WRITTEN REQUEST 1 -> Reproduce the passage of the Schoenberg forum thread below verbatim, starting at "I love knowing" and ending at "in the interaction.".

SELECTED PASSAGE ->
· · · · ·
# Schoenberg and the Unconscious



## millionrainbows

After composing using the 12-tone method, I noticed that musical effects are created which have tonal allusions, even though this is somewhat random, and no tonal thinking or function is involved. It's as if the ear/brain seeks patterns which make harmonic sense. 

This is the unconscious at work, always seeking pattern and meaning. As long as the phrase is rhythmically coherent, it has a good chance of sounding meaningful, almost as if it is tonal, even though it is the result of tone row operations and nothing more.

This fits in perfectly with Schoenberg's modernist aesthetic. He obviously also heard these patterns when he composed. This is probably what Allan Shawn meant when he contended that Schoenberg probably "heard everything he did as 'tonal."

12-tone music is not really tonal, though; it has no harmonic functions or hierarchy. But it does create harmonic effects which sound unmistakably musical and meaningful (tonally). But this is like seeing "ducks in clouds." The pattern of a duck is there, but we know that it's just clouds.


----------



## millionrainbows

Yeah, it depends on how far you want to stretch the meaning of "tonal." The part about "the ear/brain seeks patterns which make harmonic sense" seems to be the reason for anyone hearing atonally-based music as tone-centric. Man seeks patterns, perhaps because of his hunter/predator programming. Just look at a tiled floor, and you will involuntarily start seeing patterns of rows, squares within squares, etc.


----------



## millionrainbows

12-tone is linear and polyphonic, but the 'harmonies' which result from the intersection of lines are strange, dense, bizarre, and devoid of tonal meaning or implication. They therefore fall into the area of unconscious association. Schoenberg's art is revealed as one of contradiction, of tension, of strife between the 'light' of rationality and the 'darkness' of the irrational and unconscious.


----------



## millionrainbows

I love knowing more about modern music, and the more I know, the more it increases my pleasure in listening to it; but there will always be an element of mystery to it. I don't need to 'dumb down' to delve into modern music, or turn my intellect or knowledge off, or set it aside, or sink into the music as one might slip into a hot bubble bath. Modern music and art demands more of the listener. The idea of confronting or challenging the audience is a modernist idea. I wish to engage the art full-on, without apologizing for my intelligence.

With Schoenberg and company, I see their art as being dualistic. The 12-tone method, because of its intrinsically non-tonal, linear, non-vertical tendencies, sets up a dialectic, i.e. a contradiction that serves as the determining factor in the interaction.

The opposites are linear elements vs. vertical or harmonic elements; this can be posed as the rational vs. the irrational, the conscious vs. the unconscious, mind/brain vs. senses/body, light vs. dark, or the known vs. the unknown. Nietszche and Freud had espoused their idea of the unconscious, derived from earlier ideas of Schopenhauer.
· · · · ·
LISTED ENTRIES ->
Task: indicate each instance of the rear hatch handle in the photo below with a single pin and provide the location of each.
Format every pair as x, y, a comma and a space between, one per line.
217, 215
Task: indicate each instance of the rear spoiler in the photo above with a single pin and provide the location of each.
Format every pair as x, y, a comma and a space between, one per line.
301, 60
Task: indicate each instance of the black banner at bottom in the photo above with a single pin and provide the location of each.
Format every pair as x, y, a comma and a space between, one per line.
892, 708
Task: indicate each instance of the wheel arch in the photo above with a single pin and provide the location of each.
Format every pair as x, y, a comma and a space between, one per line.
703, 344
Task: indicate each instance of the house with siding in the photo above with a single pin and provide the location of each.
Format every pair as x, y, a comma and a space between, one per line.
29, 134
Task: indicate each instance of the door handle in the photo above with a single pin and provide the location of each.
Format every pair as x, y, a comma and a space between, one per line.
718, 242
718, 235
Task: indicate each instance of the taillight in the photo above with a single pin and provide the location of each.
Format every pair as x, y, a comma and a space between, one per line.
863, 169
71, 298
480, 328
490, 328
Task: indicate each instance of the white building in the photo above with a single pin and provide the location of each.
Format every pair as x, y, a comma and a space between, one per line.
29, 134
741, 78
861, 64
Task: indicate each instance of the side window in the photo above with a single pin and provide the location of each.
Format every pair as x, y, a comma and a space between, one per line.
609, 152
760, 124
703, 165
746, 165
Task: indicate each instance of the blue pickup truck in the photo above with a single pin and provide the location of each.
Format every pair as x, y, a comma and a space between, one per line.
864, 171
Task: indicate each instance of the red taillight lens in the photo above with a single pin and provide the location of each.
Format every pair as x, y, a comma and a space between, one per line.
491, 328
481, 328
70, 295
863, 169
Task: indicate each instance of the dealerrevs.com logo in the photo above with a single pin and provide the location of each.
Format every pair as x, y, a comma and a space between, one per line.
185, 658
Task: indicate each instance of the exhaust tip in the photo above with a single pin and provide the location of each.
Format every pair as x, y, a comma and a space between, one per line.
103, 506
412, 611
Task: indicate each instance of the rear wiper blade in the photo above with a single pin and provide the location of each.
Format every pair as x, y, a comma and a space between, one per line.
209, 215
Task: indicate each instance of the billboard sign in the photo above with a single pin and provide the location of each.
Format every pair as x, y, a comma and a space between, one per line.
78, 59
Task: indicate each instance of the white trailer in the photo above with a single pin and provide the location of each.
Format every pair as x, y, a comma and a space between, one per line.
· · · · ·
WRITTEN REQUEST 2 -> Find each line of the listing above that contains the string "handle", and copy those lines verbatim.

TASK RESPONSE 1 ->
I love knowing more about modern music, and the more I know, the more it increases my pleasure in listening to it; but there will always be an element of mystery to it. I don't need to 'dumb down' to delve into modern music, or turn my intellect or knowledge off, or set it aside, or sink into the music as one might slip into a hot bubble bath. Modern music and art demands more of the listener. The idea of confronting or challenging the audience is a modernist idea. I wish to engage the art full-on, without apologizing for my intelligence.

With Schoenberg and company, I see their art as being dualistic. The 12-tone method, because of its intrinsically non-tonal, linear, non-vertical tendencies, sets up a dialectic, i.e. a contradiction that serves as the determining factor in the interaction.

TASK RESPONSE 2 ->
Task: indicate each instance of the rear hatch handle in the photo below with a single pin and provide the location of each.
Task: indicate each instance of the door handle in the photo above with a single pin and provide the location of each.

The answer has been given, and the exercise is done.